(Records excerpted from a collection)

━━━━━━━━━━━━━━━━

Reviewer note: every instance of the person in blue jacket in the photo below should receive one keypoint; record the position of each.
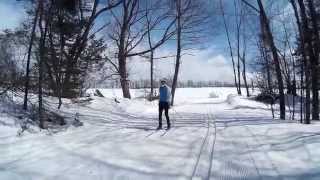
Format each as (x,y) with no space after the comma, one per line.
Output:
(164,103)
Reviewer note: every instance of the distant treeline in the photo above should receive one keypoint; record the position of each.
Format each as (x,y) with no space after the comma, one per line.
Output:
(138,84)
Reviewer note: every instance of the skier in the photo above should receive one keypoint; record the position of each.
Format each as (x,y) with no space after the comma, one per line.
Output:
(164,103)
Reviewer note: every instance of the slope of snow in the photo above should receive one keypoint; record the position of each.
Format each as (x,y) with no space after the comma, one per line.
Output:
(226,137)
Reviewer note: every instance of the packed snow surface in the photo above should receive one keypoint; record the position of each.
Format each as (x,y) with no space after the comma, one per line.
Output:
(215,134)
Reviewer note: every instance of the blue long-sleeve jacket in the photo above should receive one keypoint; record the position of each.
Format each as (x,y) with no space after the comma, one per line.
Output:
(164,94)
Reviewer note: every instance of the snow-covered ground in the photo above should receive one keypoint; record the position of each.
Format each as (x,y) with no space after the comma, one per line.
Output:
(223,137)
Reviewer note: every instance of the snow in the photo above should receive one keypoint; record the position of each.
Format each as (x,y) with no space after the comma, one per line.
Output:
(225,137)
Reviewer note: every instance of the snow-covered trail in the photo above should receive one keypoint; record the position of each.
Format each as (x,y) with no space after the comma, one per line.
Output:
(229,137)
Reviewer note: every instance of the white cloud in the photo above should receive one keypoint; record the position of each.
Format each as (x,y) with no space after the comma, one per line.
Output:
(202,65)
(11,14)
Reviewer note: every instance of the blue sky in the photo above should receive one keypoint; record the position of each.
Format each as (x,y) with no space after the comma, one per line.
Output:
(212,63)
(12,13)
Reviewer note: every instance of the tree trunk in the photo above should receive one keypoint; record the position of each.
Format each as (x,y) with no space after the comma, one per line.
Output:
(178,55)
(308,55)
(151,74)
(26,90)
(270,41)
(244,75)
(230,47)
(315,61)
(41,63)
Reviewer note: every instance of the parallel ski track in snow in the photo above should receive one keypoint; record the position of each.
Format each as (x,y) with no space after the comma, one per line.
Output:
(211,125)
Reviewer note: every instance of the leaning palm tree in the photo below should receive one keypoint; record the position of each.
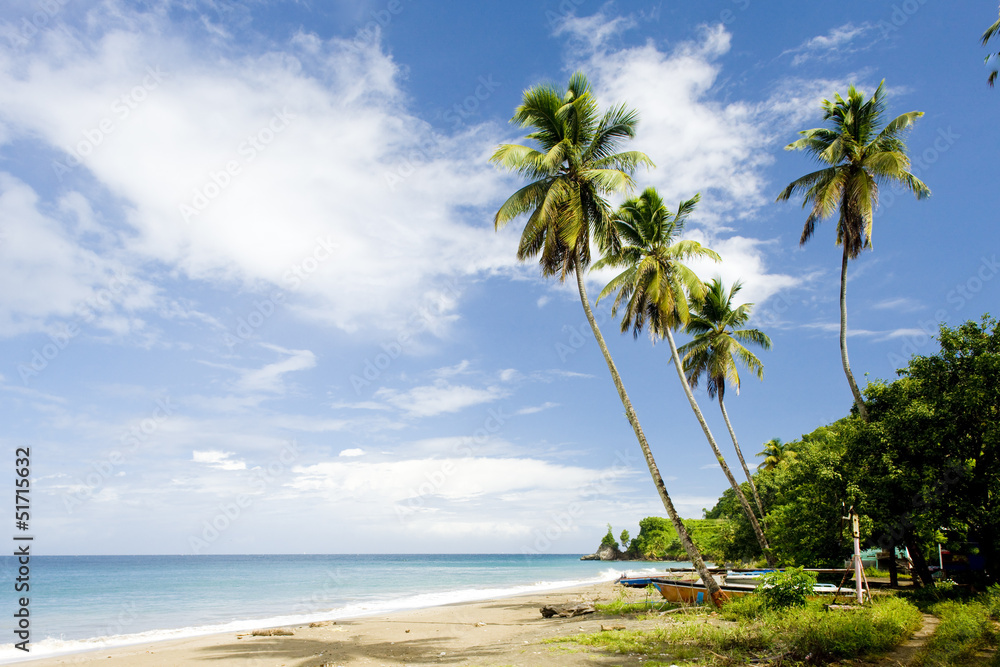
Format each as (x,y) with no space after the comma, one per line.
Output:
(654,287)
(717,346)
(861,158)
(574,165)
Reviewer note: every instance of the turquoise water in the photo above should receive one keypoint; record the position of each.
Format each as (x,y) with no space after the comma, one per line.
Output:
(86,602)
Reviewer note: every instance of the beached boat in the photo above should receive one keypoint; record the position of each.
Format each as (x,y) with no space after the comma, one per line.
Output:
(683,591)
(695,592)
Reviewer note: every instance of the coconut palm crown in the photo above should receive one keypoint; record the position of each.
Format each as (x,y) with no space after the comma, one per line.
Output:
(654,288)
(575,164)
(655,284)
(990,33)
(861,156)
(716,349)
(719,342)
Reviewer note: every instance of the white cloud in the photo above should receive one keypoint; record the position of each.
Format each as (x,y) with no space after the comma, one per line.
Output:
(279,154)
(833,44)
(534,409)
(352,452)
(269,378)
(699,145)
(594,31)
(451,479)
(218,459)
(902,304)
(49,272)
(439,398)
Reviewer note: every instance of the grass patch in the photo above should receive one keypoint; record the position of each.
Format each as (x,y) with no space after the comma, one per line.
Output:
(967,628)
(635,600)
(747,630)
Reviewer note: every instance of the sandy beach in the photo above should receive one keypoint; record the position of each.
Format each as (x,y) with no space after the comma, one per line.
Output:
(506,631)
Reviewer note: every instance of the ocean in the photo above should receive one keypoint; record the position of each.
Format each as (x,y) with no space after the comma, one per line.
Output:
(82,603)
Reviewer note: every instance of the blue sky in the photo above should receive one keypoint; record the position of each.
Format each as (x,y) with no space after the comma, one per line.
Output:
(254,301)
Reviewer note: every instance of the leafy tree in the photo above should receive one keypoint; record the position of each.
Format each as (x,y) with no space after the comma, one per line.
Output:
(654,287)
(718,344)
(803,497)
(862,157)
(609,540)
(775,452)
(574,163)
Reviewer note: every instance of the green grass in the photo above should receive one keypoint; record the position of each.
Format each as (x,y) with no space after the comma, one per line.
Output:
(745,631)
(967,628)
(635,600)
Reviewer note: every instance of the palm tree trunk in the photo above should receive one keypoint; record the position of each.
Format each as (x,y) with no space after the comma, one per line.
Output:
(715,449)
(739,453)
(692,551)
(858,401)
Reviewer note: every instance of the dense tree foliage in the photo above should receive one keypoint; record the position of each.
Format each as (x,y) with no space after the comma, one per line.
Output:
(925,467)
(657,539)
(933,446)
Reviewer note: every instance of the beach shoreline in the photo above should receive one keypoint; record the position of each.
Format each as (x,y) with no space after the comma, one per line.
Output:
(498,631)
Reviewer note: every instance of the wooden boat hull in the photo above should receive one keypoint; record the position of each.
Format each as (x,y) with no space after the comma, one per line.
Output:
(691,592)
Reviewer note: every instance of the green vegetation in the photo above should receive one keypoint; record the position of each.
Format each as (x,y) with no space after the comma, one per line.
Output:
(862,155)
(970,624)
(657,539)
(782,590)
(749,631)
(573,164)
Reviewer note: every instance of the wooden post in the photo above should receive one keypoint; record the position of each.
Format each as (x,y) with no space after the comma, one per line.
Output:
(857,556)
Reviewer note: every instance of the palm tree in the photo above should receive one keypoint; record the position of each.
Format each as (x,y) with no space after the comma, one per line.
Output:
(575,164)
(655,285)
(717,345)
(987,36)
(775,452)
(861,158)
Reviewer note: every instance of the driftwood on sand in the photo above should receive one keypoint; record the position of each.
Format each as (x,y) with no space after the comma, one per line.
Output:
(567,611)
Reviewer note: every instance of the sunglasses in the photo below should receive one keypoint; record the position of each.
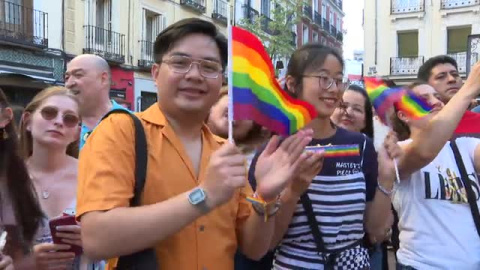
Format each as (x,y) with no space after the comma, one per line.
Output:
(69,119)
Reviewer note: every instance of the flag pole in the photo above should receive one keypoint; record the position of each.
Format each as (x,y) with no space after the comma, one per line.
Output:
(229,75)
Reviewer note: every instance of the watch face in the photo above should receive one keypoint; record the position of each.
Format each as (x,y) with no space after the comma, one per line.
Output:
(197,196)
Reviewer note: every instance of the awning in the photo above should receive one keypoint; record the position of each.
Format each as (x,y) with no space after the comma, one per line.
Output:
(8,78)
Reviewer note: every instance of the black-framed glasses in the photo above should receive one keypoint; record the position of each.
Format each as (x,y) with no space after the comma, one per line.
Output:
(326,82)
(69,119)
(183,64)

━━━━━━━━━━━━━━━━

§ AIM:
Output the line containing "Reviewer note: every instance of the watch" and all lines after it to the end of the records, exactly as given.

§ RIGHT ANSWER:
Reviewer note: every instance of the watch face in the photo above should receive one keypoint; record the position of each.
Format each as (x,y) with no space after the comma, one per line.
Output:
(197,196)
Reviewer note: every instance of the awning in the photo above should receive one keypoint; record the position of each.
Format each as (x,y) with no space after the comma, one per line.
Output:
(8,78)
Reviewer note: every instance of the black-framed glasses in the photo above should receive one keypoint; record the position of each.
Format each as (x,y) with no space after the comma, one per line.
Output:
(326,82)
(69,119)
(183,64)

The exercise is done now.